本文 →
----------
Evansらは、C35が、乳癌において過剰発現されること(試験した浸潤性乳腺管癌のグレード1の32%ならびにグレード2および3の66%がC35発現について陽性だった)ことを報告した。Evansら、Mol.Cancer Ther.5:2919−30(2006年11月)(その全体が本明細書中で参考として援用される)。C35の発現が、正常なヒト組織では限定的であるので(Evansら、2006を参照のこと)、それは、特に乳癌における、生物学的マーカーならびに診断的および治療的な標的として使用するための優れた候補である。
正常細胞は、成長因子レセプターチロシンキナーゼ(RTK)の、それぞれのリガンドによる高度に制御された活性化によって増殖するが、癌細胞もまた、成長因子レセプターの活性化によって増殖するが、正常な増殖の慎重な制御を失っている。制御の喪失は、数多くの因子(例えば、成長因子および/またはレセプターの過剰発現、ならびに成長因子によって制御される生化学的経路の自律的な活性化)によって引き起こされ得る。腫瘍形成に関与するRTKのいくつかの例は、上皮成長因子(EGFR)、血小板由来成長因子(PDGFR)、インスリン様成長因子(IGFR)、神経成長因子(NGFR)および線維芽細胞成長因子(FGF)に対するレセプターである。これらの成長因子のそれらの細胞表面レセプターに対する結合は、レセプターの活性化を誘導し、それによって、シグナル伝達経路が開始され、改変され、そして細胞の増殖および分化が導かれる。
----------
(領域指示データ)
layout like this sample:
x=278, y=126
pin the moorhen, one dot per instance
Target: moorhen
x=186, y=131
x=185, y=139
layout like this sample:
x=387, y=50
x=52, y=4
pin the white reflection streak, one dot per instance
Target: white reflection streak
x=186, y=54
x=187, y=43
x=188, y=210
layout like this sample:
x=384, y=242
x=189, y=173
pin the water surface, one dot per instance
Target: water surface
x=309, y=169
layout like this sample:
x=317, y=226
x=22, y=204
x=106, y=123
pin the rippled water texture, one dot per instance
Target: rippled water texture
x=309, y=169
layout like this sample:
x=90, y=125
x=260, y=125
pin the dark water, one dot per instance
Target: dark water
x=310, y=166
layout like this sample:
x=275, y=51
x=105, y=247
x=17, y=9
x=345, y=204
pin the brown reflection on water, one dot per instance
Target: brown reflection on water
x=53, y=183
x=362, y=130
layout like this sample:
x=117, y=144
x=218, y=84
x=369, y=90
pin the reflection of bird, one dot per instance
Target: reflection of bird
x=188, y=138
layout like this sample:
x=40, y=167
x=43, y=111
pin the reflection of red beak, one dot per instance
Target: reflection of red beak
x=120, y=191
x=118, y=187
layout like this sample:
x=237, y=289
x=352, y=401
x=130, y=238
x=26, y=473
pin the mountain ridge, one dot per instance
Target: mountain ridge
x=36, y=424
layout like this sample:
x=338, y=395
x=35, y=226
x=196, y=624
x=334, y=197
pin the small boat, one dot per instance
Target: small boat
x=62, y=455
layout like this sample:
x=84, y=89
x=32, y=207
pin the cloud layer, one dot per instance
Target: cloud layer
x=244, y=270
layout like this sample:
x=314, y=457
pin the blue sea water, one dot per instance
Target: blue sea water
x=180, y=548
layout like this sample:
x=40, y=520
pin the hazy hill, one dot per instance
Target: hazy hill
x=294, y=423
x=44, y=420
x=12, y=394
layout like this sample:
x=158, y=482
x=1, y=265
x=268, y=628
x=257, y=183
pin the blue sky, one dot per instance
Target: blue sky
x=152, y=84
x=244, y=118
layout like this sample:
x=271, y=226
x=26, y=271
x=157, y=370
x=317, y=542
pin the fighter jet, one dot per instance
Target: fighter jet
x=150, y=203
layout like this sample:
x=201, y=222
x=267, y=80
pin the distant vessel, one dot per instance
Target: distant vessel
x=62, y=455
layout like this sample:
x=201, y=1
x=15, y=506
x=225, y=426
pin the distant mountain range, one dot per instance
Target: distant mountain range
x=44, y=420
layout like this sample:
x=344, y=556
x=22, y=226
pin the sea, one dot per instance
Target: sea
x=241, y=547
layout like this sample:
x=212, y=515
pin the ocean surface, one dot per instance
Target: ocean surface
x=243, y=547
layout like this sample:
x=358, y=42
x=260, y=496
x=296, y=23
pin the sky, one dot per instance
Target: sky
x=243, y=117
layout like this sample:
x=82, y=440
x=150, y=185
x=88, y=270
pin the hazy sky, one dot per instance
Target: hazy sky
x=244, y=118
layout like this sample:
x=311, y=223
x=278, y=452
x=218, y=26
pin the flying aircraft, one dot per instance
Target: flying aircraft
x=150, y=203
----------
設問 →
[1] C35と成長因子レセプターについての文章によると、C35が乳癌の生物学的マーカーや診断・治療の標的として有望な候補とされるのはなぜですか。1〜3文で説明してください。
[2] C35と成長因子レセプターについての文章を、最後の文のすぐあとから続けて書いてください。

解答 →
[1] C35は正常なヒト組織では発現が限られているからです。その一方で乳癌では過剰に発現しているため、とくに乳癌のマーカーや標的として使いやすいとされています。

[2]
上皮成長因子(EGF)レセプターファミリーのメンバーは、上皮細胞の腫瘍形成に関連する、特に重要な成長因子レセプターチロシンキナーゼである。発見されたEGFレセプターファミリーの第1のメンバーは、多くのタイプの腫瘍細胞上で発現されるEGFRだった。EGFRは、腫瘍細胞の分裂および成長、修復および生存、血管新生、浸潤ならびに腫瘍転移の制御に関与することが見出されている。
EGFRは、細胞外リガンド結合ドメイン、膜貫通領域および細胞質タンパク質チロシンキナーゼドメインを有する170kDの膜貫通糖タンパク質である。特異的なリガンドが結合することにより、EGFRの自己リン酸化、レセプターの細胞質チロシンキナーゼドメインの活性化、ならびに腫瘍の成長および生存を制御する複数のシグナル伝達経路の開始がもたらされる。EGFR経路は、腫瘍内の、VEGFおよび塩基性線維芽細胞(basis fibroblastic)成長因子(bFGF)などの他の様々な血管新生因子の産生にも影響する。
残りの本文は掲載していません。